» **ARBEITSAUFTRAG**
Welche Personen und Unternehmen werden im folgenden Textauszug über die neue Virus-Variante und die Anleger mit Namen genannt? Führe sie alle auf.
··· VORLIEGENDER TEXTAUSZUG
Die bisherige Sorglosigkeit der Anleger finde nun ein Ende, sagt Anlagestratege Jürgen Molnar vom Brokerhaus RoboMarkets. Die in Südafrika entdeckte Mutation des Erregers Covid-19 mit dem Namen könnte Experten zufolge ansteckender sein als der aktuell grassierende Typ Delta und resistenter gegen die bisherigen Impfstoffe.

"Beendet die neue Virus-Variante die Weihnachtsrally oder eröffnet sie Anlegern, die auf ihre Chance warten, eine günstige Einstiegsgelegenheit", fragte Neil Wilson, Chef-Analyst des Online-Brokers Markets.com. Bislang gebe es keine klaren Hinweise, dass sich die Konjunkturaussichten verschlechterten. Ausserdem würden die Notenbank beim ersten Anzeichen ernsthafter Probleme die geldpolitischen Zügel sicher wieder lockern oder zumindest nicht weiter anziehen.
······
··· INHALT DER DATEN
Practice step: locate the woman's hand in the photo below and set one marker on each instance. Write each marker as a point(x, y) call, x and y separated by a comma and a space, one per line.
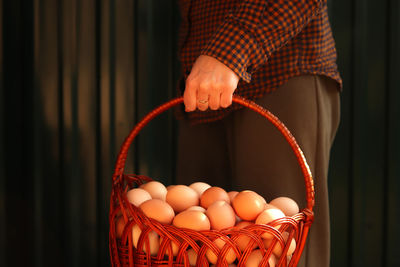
point(210, 84)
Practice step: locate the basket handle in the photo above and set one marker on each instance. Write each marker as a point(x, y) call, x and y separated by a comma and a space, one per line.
point(309, 183)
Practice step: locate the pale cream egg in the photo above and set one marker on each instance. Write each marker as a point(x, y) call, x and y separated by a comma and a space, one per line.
point(181, 197)
point(221, 215)
point(213, 194)
point(158, 210)
point(192, 219)
point(156, 189)
point(199, 187)
point(137, 196)
point(286, 205)
point(248, 205)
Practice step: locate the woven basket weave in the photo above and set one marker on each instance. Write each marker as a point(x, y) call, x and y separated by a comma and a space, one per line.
point(123, 253)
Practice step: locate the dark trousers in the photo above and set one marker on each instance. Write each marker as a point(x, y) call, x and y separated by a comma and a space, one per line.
point(245, 151)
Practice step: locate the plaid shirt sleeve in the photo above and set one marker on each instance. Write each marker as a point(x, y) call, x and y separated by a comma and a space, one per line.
point(257, 28)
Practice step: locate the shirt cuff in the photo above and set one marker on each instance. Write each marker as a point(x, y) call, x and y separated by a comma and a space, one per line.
point(236, 48)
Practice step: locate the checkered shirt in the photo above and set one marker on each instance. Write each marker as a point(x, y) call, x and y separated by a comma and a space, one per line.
point(264, 42)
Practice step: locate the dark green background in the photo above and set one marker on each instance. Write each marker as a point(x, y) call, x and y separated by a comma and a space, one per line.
point(77, 75)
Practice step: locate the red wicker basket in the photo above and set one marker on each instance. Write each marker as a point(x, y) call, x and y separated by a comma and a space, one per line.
point(123, 253)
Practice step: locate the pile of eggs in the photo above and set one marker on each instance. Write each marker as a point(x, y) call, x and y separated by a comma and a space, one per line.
point(199, 207)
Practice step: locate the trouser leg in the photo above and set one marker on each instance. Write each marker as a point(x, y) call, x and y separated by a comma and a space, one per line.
point(264, 162)
point(244, 151)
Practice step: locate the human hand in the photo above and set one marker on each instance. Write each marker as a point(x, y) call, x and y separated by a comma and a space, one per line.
point(210, 84)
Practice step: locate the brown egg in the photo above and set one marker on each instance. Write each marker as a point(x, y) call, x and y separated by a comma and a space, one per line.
point(220, 243)
point(192, 219)
point(200, 208)
point(119, 226)
point(221, 215)
point(256, 257)
point(137, 196)
point(170, 186)
point(277, 250)
point(213, 194)
point(232, 195)
point(156, 189)
point(153, 237)
point(269, 206)
point(243, 240)
point(181, 197)
point(158, 210)
point(268, 216)
point(199, 187)
point(192, 256)
point(248, 205)
point(285, 204)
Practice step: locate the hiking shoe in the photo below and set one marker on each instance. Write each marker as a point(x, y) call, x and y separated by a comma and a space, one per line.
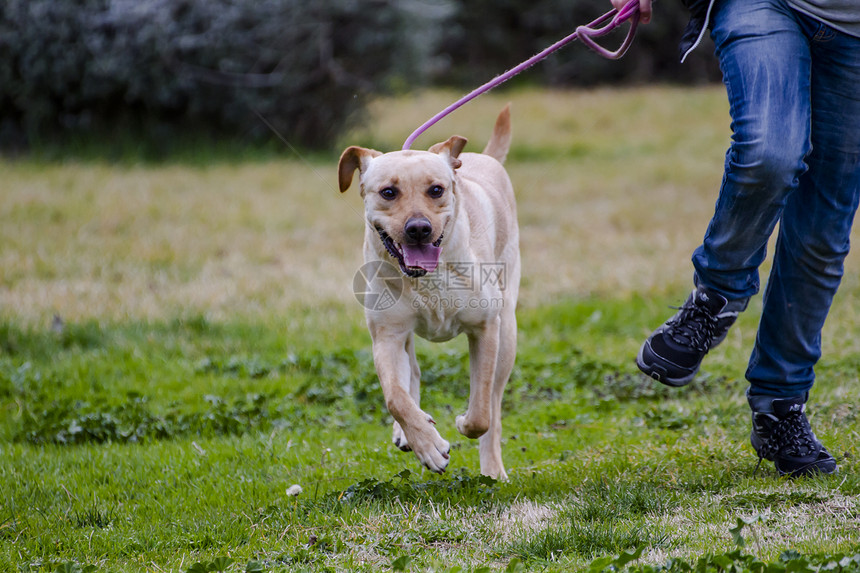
······
» **LÖSUNG**
Personen:
- Jürgen Molnar
- Neil Wilson

Unternehmen:
- RoboMarkets
- Markets.com